▶ **DIRECTIONS**:
Using the entries below, return word for word the lines from the one containing "[point] every instance of the window" up to and including the last.

▶ **DATA SECTION**:
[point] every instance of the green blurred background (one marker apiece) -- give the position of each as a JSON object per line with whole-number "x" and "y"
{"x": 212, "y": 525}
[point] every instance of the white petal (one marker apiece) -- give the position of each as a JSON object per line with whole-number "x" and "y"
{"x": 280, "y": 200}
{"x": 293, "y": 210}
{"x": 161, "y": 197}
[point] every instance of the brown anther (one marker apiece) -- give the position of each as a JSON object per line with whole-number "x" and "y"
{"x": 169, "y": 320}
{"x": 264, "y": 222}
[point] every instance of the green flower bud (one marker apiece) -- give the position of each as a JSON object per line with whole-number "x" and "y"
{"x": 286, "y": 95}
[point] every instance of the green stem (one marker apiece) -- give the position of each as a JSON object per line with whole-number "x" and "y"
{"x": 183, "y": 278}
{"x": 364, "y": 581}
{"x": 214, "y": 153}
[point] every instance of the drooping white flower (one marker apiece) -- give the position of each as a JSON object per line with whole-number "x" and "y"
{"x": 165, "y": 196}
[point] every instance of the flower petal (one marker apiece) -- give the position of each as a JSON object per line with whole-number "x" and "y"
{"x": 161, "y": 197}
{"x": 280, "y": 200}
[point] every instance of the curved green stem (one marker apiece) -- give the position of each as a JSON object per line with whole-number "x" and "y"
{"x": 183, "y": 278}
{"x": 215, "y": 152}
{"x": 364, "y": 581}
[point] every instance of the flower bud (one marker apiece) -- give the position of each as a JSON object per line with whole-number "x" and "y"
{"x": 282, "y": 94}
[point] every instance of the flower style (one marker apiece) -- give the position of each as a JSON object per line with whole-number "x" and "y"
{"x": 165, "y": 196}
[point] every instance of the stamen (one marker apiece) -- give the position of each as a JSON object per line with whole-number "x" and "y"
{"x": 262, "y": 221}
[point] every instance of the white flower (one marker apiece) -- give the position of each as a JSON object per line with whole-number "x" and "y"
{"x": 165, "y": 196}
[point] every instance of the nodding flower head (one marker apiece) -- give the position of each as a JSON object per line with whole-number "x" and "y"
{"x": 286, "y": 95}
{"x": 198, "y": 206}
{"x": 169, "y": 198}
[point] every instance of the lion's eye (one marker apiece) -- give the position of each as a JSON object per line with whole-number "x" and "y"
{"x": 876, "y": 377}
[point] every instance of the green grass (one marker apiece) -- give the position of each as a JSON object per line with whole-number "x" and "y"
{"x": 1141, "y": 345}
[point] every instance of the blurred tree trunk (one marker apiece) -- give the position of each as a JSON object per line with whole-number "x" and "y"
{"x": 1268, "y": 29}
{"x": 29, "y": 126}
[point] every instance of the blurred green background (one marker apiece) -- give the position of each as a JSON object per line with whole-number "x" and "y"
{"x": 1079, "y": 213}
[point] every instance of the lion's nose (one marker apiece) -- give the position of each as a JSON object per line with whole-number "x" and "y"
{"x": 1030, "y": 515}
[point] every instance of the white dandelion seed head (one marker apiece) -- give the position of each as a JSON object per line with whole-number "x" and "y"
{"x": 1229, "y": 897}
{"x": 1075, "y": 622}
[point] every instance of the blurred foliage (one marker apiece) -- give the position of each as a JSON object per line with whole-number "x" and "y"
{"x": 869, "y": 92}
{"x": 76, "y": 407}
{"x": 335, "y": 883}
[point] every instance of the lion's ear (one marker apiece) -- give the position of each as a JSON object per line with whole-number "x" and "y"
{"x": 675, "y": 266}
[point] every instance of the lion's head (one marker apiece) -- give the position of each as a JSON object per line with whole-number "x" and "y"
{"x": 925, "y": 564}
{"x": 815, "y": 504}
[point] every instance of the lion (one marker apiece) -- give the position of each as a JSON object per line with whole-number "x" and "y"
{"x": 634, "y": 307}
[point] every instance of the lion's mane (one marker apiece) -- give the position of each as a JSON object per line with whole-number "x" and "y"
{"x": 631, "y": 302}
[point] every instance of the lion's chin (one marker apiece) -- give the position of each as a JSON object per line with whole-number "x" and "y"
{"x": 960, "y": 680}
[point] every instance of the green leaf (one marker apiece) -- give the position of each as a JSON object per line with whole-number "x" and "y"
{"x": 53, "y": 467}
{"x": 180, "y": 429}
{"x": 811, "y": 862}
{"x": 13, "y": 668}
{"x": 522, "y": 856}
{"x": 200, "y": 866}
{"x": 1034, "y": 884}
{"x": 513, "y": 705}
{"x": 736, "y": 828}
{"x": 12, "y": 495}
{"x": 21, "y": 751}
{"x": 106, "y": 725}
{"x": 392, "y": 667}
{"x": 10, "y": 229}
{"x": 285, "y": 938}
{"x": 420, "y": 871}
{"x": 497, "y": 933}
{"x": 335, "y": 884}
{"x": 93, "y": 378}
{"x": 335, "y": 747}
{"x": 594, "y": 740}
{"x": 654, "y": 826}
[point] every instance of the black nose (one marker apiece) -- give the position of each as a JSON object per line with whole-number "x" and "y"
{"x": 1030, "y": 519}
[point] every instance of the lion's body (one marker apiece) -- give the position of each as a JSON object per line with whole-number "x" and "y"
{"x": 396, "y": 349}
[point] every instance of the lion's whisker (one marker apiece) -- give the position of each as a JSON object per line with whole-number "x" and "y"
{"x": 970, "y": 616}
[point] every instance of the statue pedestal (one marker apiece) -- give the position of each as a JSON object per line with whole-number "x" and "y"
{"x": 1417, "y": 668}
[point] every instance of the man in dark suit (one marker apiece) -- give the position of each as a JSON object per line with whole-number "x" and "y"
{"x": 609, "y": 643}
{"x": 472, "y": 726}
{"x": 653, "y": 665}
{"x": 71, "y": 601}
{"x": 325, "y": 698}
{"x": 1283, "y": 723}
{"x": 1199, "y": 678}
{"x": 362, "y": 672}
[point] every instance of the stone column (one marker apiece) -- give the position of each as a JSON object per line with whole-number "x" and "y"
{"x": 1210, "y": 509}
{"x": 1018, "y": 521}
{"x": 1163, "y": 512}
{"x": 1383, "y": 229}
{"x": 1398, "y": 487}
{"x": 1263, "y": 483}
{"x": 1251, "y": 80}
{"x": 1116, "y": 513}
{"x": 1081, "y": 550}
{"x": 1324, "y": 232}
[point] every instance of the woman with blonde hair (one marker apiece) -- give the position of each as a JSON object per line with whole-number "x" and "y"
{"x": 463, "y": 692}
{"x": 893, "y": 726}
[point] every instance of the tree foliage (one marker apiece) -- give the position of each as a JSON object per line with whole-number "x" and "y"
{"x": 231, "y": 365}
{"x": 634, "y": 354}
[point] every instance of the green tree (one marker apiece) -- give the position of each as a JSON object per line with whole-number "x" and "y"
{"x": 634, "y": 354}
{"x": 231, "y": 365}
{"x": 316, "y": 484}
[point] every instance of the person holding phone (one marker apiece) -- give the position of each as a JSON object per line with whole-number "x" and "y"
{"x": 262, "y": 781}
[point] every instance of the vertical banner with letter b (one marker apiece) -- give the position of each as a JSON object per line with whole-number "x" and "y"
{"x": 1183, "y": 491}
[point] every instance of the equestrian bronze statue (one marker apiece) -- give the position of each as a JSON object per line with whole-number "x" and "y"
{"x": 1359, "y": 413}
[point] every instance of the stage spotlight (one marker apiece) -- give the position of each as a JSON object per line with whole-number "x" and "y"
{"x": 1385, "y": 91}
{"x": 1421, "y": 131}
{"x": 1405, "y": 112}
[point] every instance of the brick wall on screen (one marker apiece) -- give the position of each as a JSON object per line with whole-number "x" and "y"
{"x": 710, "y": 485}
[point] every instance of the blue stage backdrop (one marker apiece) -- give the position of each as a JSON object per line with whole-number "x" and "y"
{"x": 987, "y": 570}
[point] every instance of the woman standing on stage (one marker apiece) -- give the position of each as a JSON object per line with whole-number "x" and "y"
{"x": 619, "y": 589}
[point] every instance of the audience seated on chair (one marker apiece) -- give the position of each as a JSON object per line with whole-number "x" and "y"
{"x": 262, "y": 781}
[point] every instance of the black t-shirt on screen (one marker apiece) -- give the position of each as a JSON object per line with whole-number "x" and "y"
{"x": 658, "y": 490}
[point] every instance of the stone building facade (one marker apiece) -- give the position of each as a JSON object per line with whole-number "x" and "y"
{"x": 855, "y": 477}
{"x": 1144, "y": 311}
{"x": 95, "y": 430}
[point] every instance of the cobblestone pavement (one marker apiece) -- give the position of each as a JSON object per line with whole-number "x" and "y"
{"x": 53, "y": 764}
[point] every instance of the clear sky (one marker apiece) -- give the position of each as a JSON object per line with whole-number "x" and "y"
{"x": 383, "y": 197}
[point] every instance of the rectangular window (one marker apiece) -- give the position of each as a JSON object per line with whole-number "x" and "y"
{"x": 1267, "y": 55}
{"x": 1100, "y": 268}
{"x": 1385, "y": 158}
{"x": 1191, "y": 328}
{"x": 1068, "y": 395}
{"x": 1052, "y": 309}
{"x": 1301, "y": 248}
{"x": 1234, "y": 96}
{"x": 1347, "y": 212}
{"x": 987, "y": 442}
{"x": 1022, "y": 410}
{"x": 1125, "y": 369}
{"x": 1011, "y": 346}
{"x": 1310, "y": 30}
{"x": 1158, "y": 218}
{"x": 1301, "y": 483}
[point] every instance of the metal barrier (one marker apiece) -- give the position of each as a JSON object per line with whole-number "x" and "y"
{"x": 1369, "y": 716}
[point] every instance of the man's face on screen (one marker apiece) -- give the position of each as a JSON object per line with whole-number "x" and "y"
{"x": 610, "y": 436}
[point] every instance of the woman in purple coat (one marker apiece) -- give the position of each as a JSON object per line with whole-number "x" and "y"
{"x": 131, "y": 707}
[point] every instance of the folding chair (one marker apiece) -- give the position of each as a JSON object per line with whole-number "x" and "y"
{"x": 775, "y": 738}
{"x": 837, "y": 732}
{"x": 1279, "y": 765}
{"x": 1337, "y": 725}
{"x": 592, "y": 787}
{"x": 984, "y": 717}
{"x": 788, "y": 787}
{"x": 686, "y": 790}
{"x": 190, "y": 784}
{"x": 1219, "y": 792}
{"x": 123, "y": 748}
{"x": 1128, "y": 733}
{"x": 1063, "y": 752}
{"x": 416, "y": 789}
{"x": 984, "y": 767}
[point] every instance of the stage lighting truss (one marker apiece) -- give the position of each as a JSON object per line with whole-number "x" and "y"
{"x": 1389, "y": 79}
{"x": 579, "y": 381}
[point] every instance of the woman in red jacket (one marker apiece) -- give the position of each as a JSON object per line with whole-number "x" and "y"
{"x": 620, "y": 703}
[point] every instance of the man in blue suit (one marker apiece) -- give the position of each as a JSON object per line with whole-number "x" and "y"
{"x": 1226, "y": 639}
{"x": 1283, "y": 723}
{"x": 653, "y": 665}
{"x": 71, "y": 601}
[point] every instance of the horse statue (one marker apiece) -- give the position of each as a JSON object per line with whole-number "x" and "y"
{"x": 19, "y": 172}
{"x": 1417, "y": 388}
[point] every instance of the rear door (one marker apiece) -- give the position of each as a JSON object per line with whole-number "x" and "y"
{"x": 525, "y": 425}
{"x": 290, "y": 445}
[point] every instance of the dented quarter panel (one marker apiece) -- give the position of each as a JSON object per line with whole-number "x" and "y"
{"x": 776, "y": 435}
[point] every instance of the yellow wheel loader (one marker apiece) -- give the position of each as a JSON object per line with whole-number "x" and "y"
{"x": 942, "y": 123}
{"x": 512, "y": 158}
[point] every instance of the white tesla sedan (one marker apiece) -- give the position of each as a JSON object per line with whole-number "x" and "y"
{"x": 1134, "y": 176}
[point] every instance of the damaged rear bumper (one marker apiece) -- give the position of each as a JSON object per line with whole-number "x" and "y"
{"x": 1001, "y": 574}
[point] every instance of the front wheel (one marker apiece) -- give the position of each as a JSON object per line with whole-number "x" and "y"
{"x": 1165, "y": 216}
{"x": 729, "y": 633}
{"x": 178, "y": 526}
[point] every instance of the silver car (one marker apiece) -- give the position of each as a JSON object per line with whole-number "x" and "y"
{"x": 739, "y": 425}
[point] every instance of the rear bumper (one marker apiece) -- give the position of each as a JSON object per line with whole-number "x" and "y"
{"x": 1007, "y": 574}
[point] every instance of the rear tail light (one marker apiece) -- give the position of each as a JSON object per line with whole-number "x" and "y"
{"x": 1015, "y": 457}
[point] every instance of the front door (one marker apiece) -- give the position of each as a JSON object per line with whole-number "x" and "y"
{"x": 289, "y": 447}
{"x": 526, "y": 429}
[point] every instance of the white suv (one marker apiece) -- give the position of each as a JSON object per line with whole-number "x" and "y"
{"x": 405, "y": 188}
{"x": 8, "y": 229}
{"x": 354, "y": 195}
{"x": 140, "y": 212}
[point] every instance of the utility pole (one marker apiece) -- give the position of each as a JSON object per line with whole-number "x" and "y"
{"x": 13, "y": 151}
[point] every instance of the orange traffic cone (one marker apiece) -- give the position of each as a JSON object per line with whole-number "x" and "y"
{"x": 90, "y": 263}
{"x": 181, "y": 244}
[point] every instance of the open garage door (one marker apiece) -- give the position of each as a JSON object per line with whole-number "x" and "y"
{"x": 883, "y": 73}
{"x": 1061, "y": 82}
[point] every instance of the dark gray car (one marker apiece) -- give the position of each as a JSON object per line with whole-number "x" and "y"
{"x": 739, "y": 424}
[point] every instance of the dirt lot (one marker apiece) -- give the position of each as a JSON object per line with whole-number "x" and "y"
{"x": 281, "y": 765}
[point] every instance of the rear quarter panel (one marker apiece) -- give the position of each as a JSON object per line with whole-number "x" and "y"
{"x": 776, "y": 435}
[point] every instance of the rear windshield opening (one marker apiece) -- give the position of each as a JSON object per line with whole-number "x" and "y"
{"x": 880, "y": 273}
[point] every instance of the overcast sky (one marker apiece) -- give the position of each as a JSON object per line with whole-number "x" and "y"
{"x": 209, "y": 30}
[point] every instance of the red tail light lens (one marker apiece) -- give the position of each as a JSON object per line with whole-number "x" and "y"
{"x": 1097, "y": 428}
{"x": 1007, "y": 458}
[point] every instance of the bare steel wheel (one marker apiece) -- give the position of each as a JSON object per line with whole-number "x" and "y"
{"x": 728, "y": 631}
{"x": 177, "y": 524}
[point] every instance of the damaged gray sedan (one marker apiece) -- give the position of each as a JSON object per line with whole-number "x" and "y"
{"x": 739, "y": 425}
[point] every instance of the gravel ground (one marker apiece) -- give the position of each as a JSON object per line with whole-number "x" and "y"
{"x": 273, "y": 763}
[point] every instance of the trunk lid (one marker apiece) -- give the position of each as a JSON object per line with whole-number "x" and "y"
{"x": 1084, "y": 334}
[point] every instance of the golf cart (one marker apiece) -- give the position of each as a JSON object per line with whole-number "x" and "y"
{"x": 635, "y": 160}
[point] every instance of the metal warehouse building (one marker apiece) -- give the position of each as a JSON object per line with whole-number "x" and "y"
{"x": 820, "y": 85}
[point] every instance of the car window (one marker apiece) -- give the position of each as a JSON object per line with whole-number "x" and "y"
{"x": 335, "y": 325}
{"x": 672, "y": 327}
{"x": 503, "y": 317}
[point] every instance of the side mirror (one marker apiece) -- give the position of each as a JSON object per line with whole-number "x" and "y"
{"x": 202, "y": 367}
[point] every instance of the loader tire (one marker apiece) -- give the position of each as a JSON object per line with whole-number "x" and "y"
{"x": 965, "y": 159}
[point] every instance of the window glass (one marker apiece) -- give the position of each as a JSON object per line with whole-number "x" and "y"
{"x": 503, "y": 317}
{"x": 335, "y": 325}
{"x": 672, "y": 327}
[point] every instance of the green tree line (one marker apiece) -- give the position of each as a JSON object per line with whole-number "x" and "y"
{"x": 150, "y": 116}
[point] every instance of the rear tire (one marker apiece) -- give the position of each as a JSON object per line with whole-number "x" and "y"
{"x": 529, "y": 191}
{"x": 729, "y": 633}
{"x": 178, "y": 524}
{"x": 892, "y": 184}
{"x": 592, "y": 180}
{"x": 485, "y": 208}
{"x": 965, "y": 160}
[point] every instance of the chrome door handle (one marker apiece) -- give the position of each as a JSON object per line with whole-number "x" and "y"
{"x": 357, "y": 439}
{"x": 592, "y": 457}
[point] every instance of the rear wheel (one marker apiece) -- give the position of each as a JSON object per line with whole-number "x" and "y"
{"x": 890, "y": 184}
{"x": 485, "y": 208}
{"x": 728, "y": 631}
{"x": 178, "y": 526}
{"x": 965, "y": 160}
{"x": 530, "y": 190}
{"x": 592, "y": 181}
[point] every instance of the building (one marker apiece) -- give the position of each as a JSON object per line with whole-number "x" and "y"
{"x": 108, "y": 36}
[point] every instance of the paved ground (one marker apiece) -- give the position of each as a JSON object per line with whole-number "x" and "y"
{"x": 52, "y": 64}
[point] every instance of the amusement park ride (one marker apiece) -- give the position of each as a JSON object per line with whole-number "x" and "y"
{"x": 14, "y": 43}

▶ **WRITTEN ANSWER**:
[point] every instance of the window glass (one marker apiece) -- give the position of each as a JSON object per line with whole-number "x" and "y"
{"x": 503, "y": 317}
{"x": 335, "y": 325}
{"x": 672, "y": 327}
[point] every instance of the green tree line (one marker apiece) -- give the position of each as a JSON object per line with whole-number "x" and "y"
{"x": 150, "y": 116}
[point] every instance of the rear tire (one marker apiece) -- give the position of each as a JSON object per line with whole-number "x" and "y"
{"x": 529, "y": 191}
{"x": 729, "y": 633}
{"x": 178, "y": 524}
{"x": 892, "y": 184}
{"x": 592, "y": 180}
{"x": 485, "y": 208}
{"x": 965, "y": 160}
[point] every instance of the chrome door handle (one marker apiece) -- give the position of each as a JSON object per line with whole-number "x" and "y"
{"x": 357, "y": 439}
{"x": 592, "y": 457}
[point] every instance of the rear wheel (one marker apiece) -- give the position of each as a JSON object per line with whole-number "x" and "y"
{"x": 890, "y": 184}
{"x": 485, "y": 208}
{"x": 728, "y": 631}
{"x": 178, "y": 526}
{"x": 965, "y": 160}
{"x": 530, "y": 190}
{"x": 592, "y": 181}
[point] every instance of the building (one marker apiece) -- give the position of each as a JSON object per line with whole-number "x" and "y"
{"x": 108, "y": 36}
[point] every instance of the paved ground (one marker apiece) -- give the position of each as a JSON object per line with whole-number "x" and "y"
{"x": 52, "y": 64}
[point] every instance of the amusement park ride (one marker apiece) -- give the position of each as a JSON object per line with whole-number "x" and "y"
{"x": 14, "y": 43}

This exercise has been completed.